** START Text extract **

The Montreal express: Part 1, the power of the group

November 12, 2008 | Capital markets, Global news, Subprime

Last fall, with a very Canadian minimum of fuss, our neighbors from the Great White North pulled off a deft exercise in recapitalization and the triumph of shared interests, in what they all call the Montreal Accord.  To quote the Financial Times:

 

Under an August 16 deal, known as the Montreal Accord, a group of issuers, investors and banks agreed to a moratorium on claims pending a restructuring of the market.

 

Though its title suggests a Ludlum thriller, it was in fact a clever, swift, cartel-like resolution of a problem common to all the banks and now besetting the globe: a sudden freeze in the ability to resell asset-backed commercial paper. 

 

Bourne_ultimatum

Only one man can stop the global crisis …

 

I stumbled over this in, of all places, Sun City, South Africa, when I was sharing an International Union of Housing Finance panel with Andy Asselin of Canada Mortgage and Housing Corporation, who described it.  Here, as I understand it based on the few articles I could readily access (all errors are mine!) are the essential ideas:

 

1.  Resale freeze.  The major Canadian banks collectively owned a super-majority of interests in pools of sliced-and-diced asset-backed commercial paper (”ABCP”).  The individual ABCP asset values were being pummeled by the same mark-to-distressed-sale-comparable problem afflicting US assets. 

 

Nicholson_frozen

Want … to … resell … my … position

 

Since August, 20 highly leveraged trusts, or conduits, have been frozen in Canada when issuers were unable to roll over maturing paper as a result of turmoil in the US subprime market, investors’ diminished appetite for risk and the failure of emergency ABCP liquidity provisions unique to the country.

 

2.  Pooling of assets.  Recognizing that the ABCP resale freeze would not end anywhere near soon enough to stabilize their balance sheets before the next critical reporting period, the major banks elected to place all these individual assets (each, a “Contribution”) into an enormous resolution pool (the “Pool”).

 

Jump_in_the_pool

Hold your nose and contribute your assets!

** END Text extract **

To be done:
A. For each statement, say yes or no based on the post about the Montreal Accord, and quote the words from the post that settle it: (i) The Montreal Accord deal was made on August 16. (ii) The writer first heard about the accord at a panel in Sun City, South Africa. (iii) Thirty trusts have been frozen in Canada since August.
B. Print the stretch of the post about the Montreal Accord from "1.  Resale freeze.  The" through "to the country.".
The material that comes next has nothing to do with this post.

** START Given data **

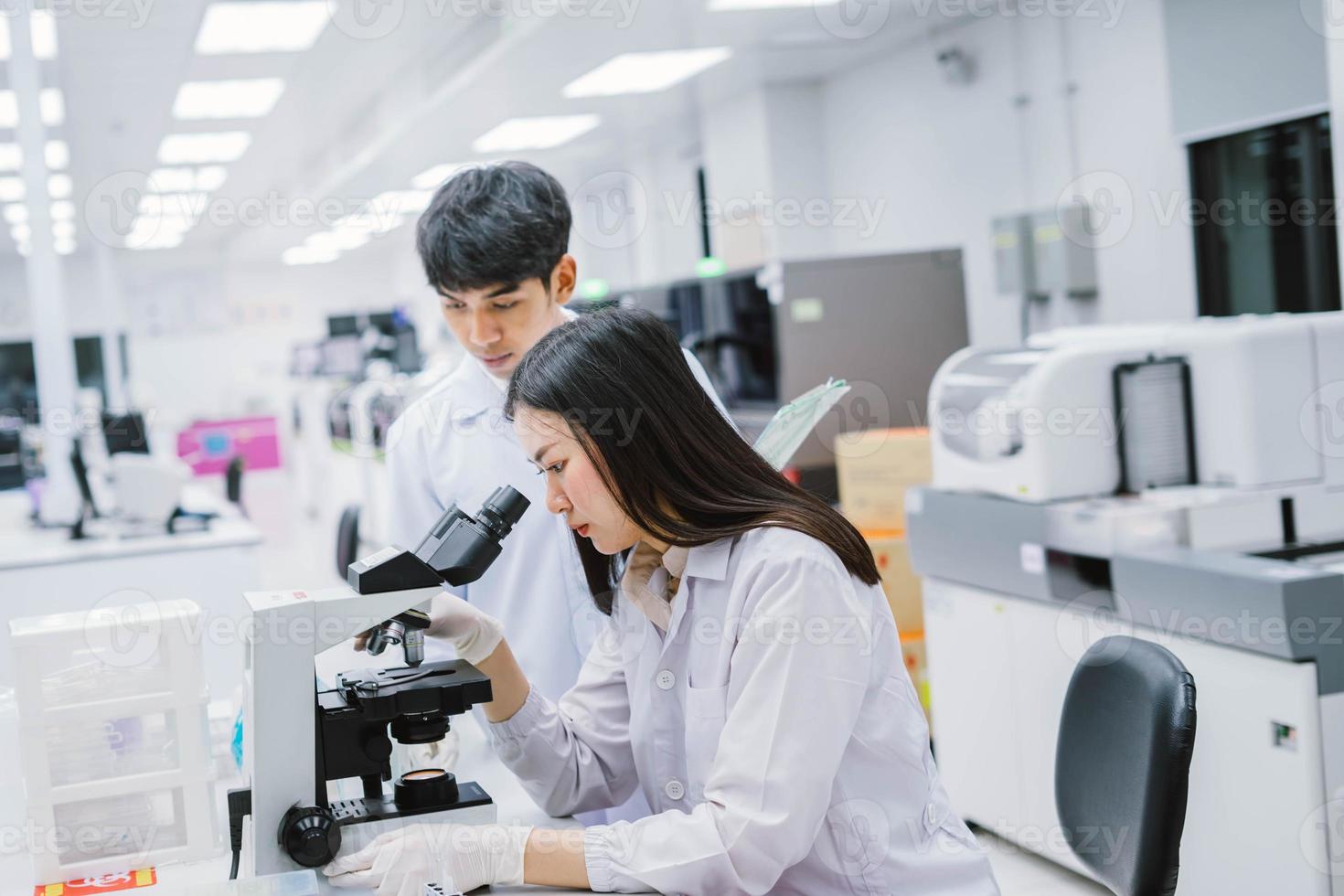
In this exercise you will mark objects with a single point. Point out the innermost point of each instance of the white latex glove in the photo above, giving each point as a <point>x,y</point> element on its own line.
<point>440,753</point>
<point>474,633</point>
<point>457,858</point>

** END Given data **

Expected results:
A.
(i) Yes: "Under an August 16 deal, known as the Montreal Accord"
(ii) Yes: "I stumbled over this in, of all places, Sun City, South Africa, when I was sharing an International Union of Housing Finance panel"
(iii) No: "Since August, 20 highly leveraged trusts, or conduits, have been frozen in Canada"

B.
1.  Resale freeze.  The major Canadian banks collectively owned a super-majority of interests in pools of sliced-and-diced asset-backed commercial paper (”ABCP”).  The individual ABCP asset values were being pummeled by the same mark-to-distressed-sale-comparable problem afflicting US assets. 

 

Nicholson_frozen

Want … to … resell … my … position

 

Since August, 20 highly leveraged trusts, or conduits, have been frozen in Canada when issuers were unable to roll over maturing paper as a result of turmoil in the US subprime market, investors’ diminished appetite for risk and the failure of emergency ABCP liquidity provisions unique to the country.